Série d'exercices –
[1] Indiquez le nombre de lignes des rangées qui contiennent la chaîne « loose », en respectant la casse. Donnez uniquement ce nombre.
[2] Poursuivez le texte sur l'adaptation des scénaristes télé à la pandémie à partir de sa dernière phrase.

Extrait fourni –
◇ ◇ ◇ ◇
L’impact de la pandémie sur l’imaginaire des scénaristes télé
À la manière du roman de Stendhal*, les séries télé agissent habituellement comme un «miroir» sur la société; elles font écho à des préoccupations et à des thématiques dans l’air du temps. Or, en ce moment, il existe un décalage entre les fictions qui sont diffusées (souvent écrites avant la pandémie) et la réalité sanitaire, qui perdure depuis un an. Voyons comment les scénaristes télé s’adaptent à la pandémie.
Quand la pandémie a frappé en mars 2020, les auteurs de la série Bête noire – diffusée sur Radio-Canada – avaient terminé d’écrire leurs textes, mais le tournage n’avait pas encore commencé. «Personne ne savait quand la pandémie allait finir. Et c’était difficile d’imaginer que nous serions encore dedans un an plus tard, lors de la diffusion», raconte Patrick Lowe, coauteur de la série avec Annabelle Poisson.
◇ ◇ ◇ ◇
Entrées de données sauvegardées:

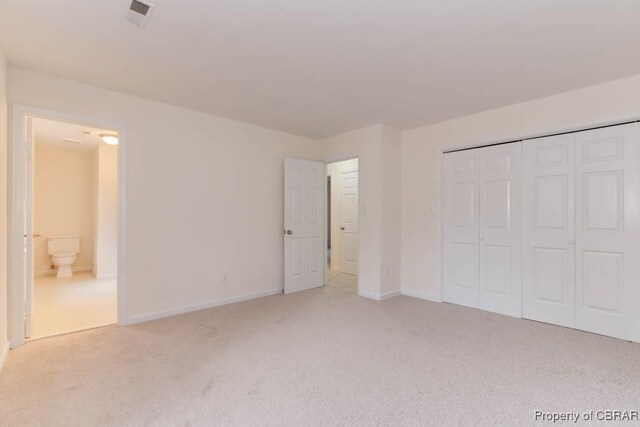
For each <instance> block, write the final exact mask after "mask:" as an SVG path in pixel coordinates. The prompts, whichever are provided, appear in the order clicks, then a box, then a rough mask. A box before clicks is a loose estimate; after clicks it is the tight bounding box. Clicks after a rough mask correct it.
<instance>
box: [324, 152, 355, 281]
mask: <svg viewBox="0 0 640 427" xmlns="http://www.w3.org/2000/svg"><path fill="white" fill-rule="evenodd" d="M357 170H358V159H350V160H344V161H341V162H334V163H330V164H328V165H327V176H330V177H331V269H332V270H340V248H341V244H342V232H341V230H340V226H341V225H342V203H341V202H342V194H343V190H344V181H343V180H342V174H343V173H344V172H353V171H357Z"/></svg>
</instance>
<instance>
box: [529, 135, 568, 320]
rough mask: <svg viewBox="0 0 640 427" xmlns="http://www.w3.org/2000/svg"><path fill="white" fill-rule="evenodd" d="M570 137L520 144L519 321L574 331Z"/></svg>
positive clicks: (551, 139) (556, 138) (556, 136)
mask: <svg viewBox="0 0 640 427" xmlns="http://www.w3.org/2000/svg"><path fill="white" fill-rule="evenodd" d="M574 139H575V134H567V135H559V136H551V137H547V138H540V139H534V140H530V141H525V142H524V144H523V150H522V151H523V180H524V181H523V188H524V195H525V196H524V200H523V211H524V215H523V220H524V226H523V242H524V244H523V298H522V317H524V318H526V319H532V320H538V321H541V322H547V323H553V324H555V325H561V326H566V327H571V328H573V327H575V214H574V206H575V205H574Z"/></svg>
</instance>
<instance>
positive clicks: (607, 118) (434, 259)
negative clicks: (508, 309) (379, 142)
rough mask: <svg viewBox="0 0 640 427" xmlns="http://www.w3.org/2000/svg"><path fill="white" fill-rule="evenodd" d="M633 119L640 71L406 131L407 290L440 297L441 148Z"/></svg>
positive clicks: (525, 136)
mask: <svg viewBox="0 0 640 427" xmlns="http://www.w3.org/2000/svg"><path fill="white" fill-rule="evenodd" d="M629 118H636V119H638V118H640V75H638V76H634V77H629V78H626V79H621V80H616V81H612V82H609V83H605V84H601V85H597V86H592V87H589V88H585V89H580V90H575V91H571V92H566V93H562V94H558V95H554V96H551V97H546V98H541V99H538V100H534V101H530V102H525V103H521V104H515V105H511V106H508V107H503V108H498V109H495V110H490V111H486V112H483V113H479V114H474V115H471V116H467V117H463V118H459V119H455V120H449V121H446V122H442V123H439V124H435V125H432V126H425V127H421V128H417V129H412V130H409V131H406V132H404V133H403V136H402V139H403V141H402V194H403V198H402V280H403V283H402V286H403V292H405V293H408V294H412V295H415V296H420V297H423V298H428V299H435V300H438V299H440V295H439V292H438V274H439V273H438V272H439V268H438V241H439V235H438V228H437V212H438V208H439V207H438V204H437V197H438V185H439V184H438V174H439V172H438V150H439V148H441V147H460V146H470V145H477V144H482V143H488V142H498V141H511V140H516V139H519V138H523V137H528V136H533V135H539V134H543V133H547V132H554V131H560V130H566V129H569V128H579V127H585V126H589V125H594V124H599V123H603V122H609V121H615V120H621V119H629Z"/></svg>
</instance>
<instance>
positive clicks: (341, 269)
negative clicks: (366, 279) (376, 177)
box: [340, 171, 358, 275]
mask: <svg viewBox="0 0 640 427" xmlns="http://www.w3.org/2000/svg"><path fill="white" fill-rule="evenodd" d="M340 175H341V176H340V181H341V194H340V216H341V222H340V234H341V236H340V271H341V272H343V273H346V274H353V275H356V274H358V171H349V172H342V173H341V174H340Z"/></svg>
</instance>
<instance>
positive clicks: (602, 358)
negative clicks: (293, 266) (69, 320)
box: [0, 280, 640, 426]
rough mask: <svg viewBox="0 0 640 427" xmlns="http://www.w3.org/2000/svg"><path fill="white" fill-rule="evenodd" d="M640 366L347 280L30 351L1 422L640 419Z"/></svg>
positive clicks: (388, 420)
mask: <svg viewBox="0 0 640 427" xmlns="http://www.w3.org/2000/svg"><path fill="white" fill-rule="evenodd" d="M639 367H640V346H639V345H637V344H631V343H628V342H625V341H620V340H616V339H613V338H606V337H602V336H598V335H592V334H588V333H585V332H579V331H574V330H570V329H565V328H560V327H555V326H551V325H546V324H542V323H536V322H530V321H526V320H519V319H513V318H509V317H504V316H500V315H495V314H490V313H486V312H482V311H478V310H473V309H468V308H463V307H458V306H454V305H449V304H436V303H431V302H427V301H423V300H419V299H413V298H408V297H396V298H393V299H390V300H387V301H384V302H375V301H371V300H367V299H364V298H360V297H357V296H356V294H355V287H354V286H352V284H350V283H346V282H342V281H340V280H336V281H334V283H332V284H331V285H329V286H326V287H324V288H320V289H315V290H310V291H306V292H301V293H297V294H292V295H277V296H273V297H268V298H262V299H258V300H253V301H247V302H243V303H238V304H233V305H228V306H223V307H218V308H214V309H210V310H204V311H200V312H196V313H190V314H186V315H181V316H176V317H172V318H167V319H162V320H158V321H154V322H149V323H145V324H140V325H136V326H131V327H116V326H109V327H105V328H102V329H95V330H91V331H86V332H81V333H77V334H71V335H65V336H60V337H55V338H49V339H44V340H39V341H34V342H31V343H29V344H27V345H25V346H24V347H22V348H19V349H16V350H13V351H11V353H10V356H9V360H8V363H7V366H6V368H5V371H4V373H3V375H2V377H0V424H2V425H11V426H12V425H16V426H18V425H19V426H23V425H54V426H70V425H83V426H94V425H96V426H97V425H113V426H121V425H122V426H123V425H131V426H143V425H154V426H165V425H178V426H187V425H190V426H196V425H197V426H210V425H243V426H244V425H274V426H276V425H278V426H279V425H300V426H309V425H488V424H502V425H511V426H513V425H529V424H532V423H533V421H534V419H533V416H534V411H535V410H537V409H539V410H547V411H552V410H561V411H571V410H575V411H578V410H579V411H583V410H588V409H595V410H598V409H630V410H632V409H635V410H637V409H640V374H639V373H638V368H639ZM547 425H550V423H547ZM626 425H630V424H626Z"/></svg>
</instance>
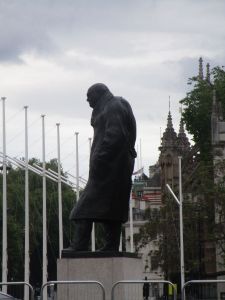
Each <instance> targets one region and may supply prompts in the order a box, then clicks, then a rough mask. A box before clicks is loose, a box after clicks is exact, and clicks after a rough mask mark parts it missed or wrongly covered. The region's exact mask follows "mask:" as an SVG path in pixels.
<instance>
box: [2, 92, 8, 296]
mask: <svg viewBox="0 0 225 300" xmlns="http://www.w3.org/2000/svg"><path fill="white" fill-rule="evenodd" d="M1 99H2V120H3V125H2V131H3V135H2V136H3V183H2V184H3V190H2V202H3V203H2V282H7V274H8V267H7V261H8V253H7V188H6V185H7V179H6V172H7V165H6V129H5V100H6V97H2V98H1ZM2 291H3V292H4V293H7V285H3V286H2Z"/></svg>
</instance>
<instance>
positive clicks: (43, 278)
mask: <svg viewBox="0 0 225 300" xmlns="http://www.w3.org/2000/svg"><path fill="white" fill-rule="evenodd" d="M41 117H42V168H43V172H42V176H43V194H42V200H43V245H42V246H43V257H42V259H43V261H42V267H43V269H42V285H43V284H45V283H46V282H47V207H46V174H45V171H46V162H45V115H42V116H41ZM43 300H47V289H44V293H43Z"/></svg>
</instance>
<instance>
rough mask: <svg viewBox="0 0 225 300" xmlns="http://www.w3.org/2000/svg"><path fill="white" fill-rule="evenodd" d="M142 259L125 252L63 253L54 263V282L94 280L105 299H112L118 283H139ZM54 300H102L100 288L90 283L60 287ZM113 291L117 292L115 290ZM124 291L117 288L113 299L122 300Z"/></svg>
mask: <svg viewBox="0 0 225 300" xmlns="http://www.w3.org/2000/svg"><path fill="white" fill-rule="evenodd" d="M141 279H142V262H141V257H139V256H137V255H136V254H133V253H126V252H116V253H115V252H80V253H78V252H77V253H73V254H72V255H71V254H69V253H66V252H63V253H62V259H59V260H58V262H57V280H58V281H59V280H63V281H64V280H81V281H85V280H87V281H88V280H94V281H99V282H100V283H102V284H103V286H104V288H105V292H106V300H111V289H112V286H113V284H114V283H116V282H117V281H121V280H141ZM57 291H58V292H57V294H58V295H57V300H64V299H68V300H73V299H79V300H89V299H90V300H95V299H96V300H101V299H103V298H102V293H101V289H100V288H99V287H98V286H97V285H93V284H82V285H80V284H78V285H63V286H61V285H59V286H58V289H57ZM115 292H116V291H115ZM124 293H125V288H124V287H123V286H120V287H118V289H117V294H116V298H115V299H116V300H124V299H125V297H124V296H125V294H124Z"/></svg>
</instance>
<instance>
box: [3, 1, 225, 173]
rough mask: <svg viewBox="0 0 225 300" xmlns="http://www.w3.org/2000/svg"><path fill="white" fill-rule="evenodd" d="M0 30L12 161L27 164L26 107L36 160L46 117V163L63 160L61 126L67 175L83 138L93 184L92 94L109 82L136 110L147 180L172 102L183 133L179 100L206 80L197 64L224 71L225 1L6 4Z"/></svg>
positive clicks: (62, 160) (31, 137)
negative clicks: (182, 131) (17, 159)
mask: <svg viewBox="0 0 225 300" xmlns="http://www.w3.org/2000/svg"><path fill="white" fill-rule="evenodd" d="M0 28H1V30H0V96H5V97H7V100H6V120H7V122H6V131H7V153H8V155H10V156H16V157H21V156H23V155H24V108H23V107H24V105H28V106H29V108H28V120H29V156H30V157H34V156H35V157H38V158H40V160H41V157H42V156H41V147H42V146H41V142H42V139H41V117H40V116H41V114H45V115H46V117H45V126H46V159H47V160H48V159H51V158H54V157H56V156H57V143H56V123H57V122H59V123H60V124H61V125H60V135H61V158H62V164H63V167H64V170H65V171H69V172H70V173H72V174H75V166H76V165H75V135H74V133H75V132H76V131H77V132H79V157H80V173H81V175H82V176H84V177H85V178H87V170H88V156H89V143H88V138H89V137H91V136H92V128H91V127H90V124H89V119H90V115H91V109H90V108H89V106H88V105H87V103H86V91H87V88H88V87H89V86H90V85H92V84H93V83H96V82H103V83H105V84H106V85H108V86H109V88H110V89H111V91H112V92H113V93H114V94H115V95H118V96H123V97H124V98H126V99H127V100H129V102H130V103H131V105H132V107H133V111H134V114H135V116H136V120H137V126H138V138H137V144H138V145H139V148H140V144H141V149H142V151H141V153H142V161H143V164H144V167H145V172H146V173H147V172H148V166H149V165H151V164H154V163H155V162H156V161H157V159H158V155H159V152H158V146H159V144H160V127H161V130H162V132H163V130H164V129H165V126H166V119H167V114H168V107H169V104H168V103H169V101H168V99H169V96H170V98H171V113H172V116H173V124H174V127H175V129H176V130H178V127H179V118H180V116H179V100H180V99H182V98H183V97H184V96H185V94H186V92H187V89H188V86H187V80H188V78H189V77H191V76H193V75H196V74H197V72H198V59H199V57H200V56H202V57H203V59H204V63H205V64H206V63H207V62H209V63H210V64H211V66H217V65H220V66H221V65H224V64H225V50H224V49H225V29H224V28H225V1H224V0H138V1H137V0H120V1H118V0H114V1H108V0H95V1H91V0H90V1H87V0H63V1H62V0H38V1H36V0H0ZM0 109H1V108H0ZM0 116H1V115H0ZM0 122H1V123H2V117H1V120H0ZM140 140H141V142H140ZM0 151H2V132H1V136H0ZM139 152H140V151H139ZM139 164H140V163H139ZM136 167H138V166H136Z"/></svg>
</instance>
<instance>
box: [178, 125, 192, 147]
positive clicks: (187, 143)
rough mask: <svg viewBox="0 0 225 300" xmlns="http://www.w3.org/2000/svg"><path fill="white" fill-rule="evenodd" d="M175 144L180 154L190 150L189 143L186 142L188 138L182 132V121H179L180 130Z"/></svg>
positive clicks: (189, 143) (182, 132) (183, 129)
mask: <svg viewBox="0 0 225 300" xmlns="http://www.w3.org/2000/svg"><path fill="white" fill-rule="evenodd" d="M177 144H178V147H179V149H180V151H181V153H183V152H184V151H188V150H189V149H190V142H189V140H188V137H187V136H186V133H185V130H184V122H183V120H182V119H180V129H179V133H178V137H177Z"/></svg>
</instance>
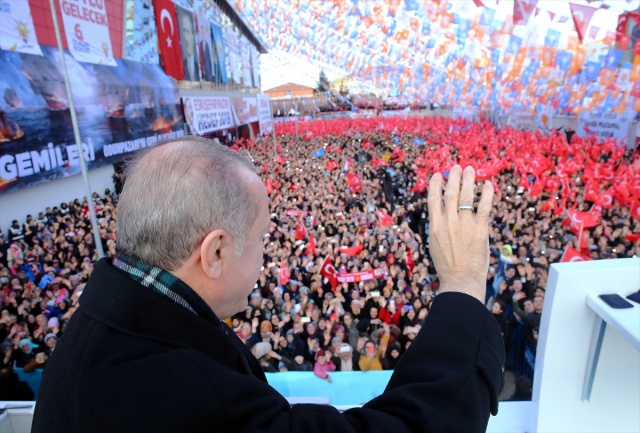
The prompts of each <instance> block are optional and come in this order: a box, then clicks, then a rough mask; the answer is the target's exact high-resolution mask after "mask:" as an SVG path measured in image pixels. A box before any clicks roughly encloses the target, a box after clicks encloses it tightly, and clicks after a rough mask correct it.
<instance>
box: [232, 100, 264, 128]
◇ ◇ ◇ ◇
Réponses aux consignes –
[1] 2

[2]
L’équipe de production a décidé de maintenir le cap avec une histoire «prépandémique». Avec le recul, Patrick Lowe demeure d’avis que c’était le bon choix, pour une série lourde comme la leur. «Si la pandémie n’est pas l’élément déclencheur de l’histoire, je ne suis pas convaincu que ça vaut la peine d’en parler, parce que ça date l'œuvre énormément.»
Mylène Chollet, auteure principale de la série L’Échappée – diffusée sur TVA –, a été confrontée au même dilemme, à la différence que sa série en est une «annuelle» - de 24 épisodes – un format qui a davantage tendance à coller sur l’actualité.
«Comme scénariste, j’ai aussitôt imaginé le pire scénario justement, raconte-t-elle. Dans ma tête, on en avait pour un ou deux ans. On a donc décidé d’intégrer la pandémie, mais en toile de fond.» L’auteure a supprimé des scènes se déroulant dans des lieux publics; des policiers portent le masque lors de leurs interventions; une étudiante fait l’école à distance. Puis on revient à la vie normale dans la deuxième moitié de la saison.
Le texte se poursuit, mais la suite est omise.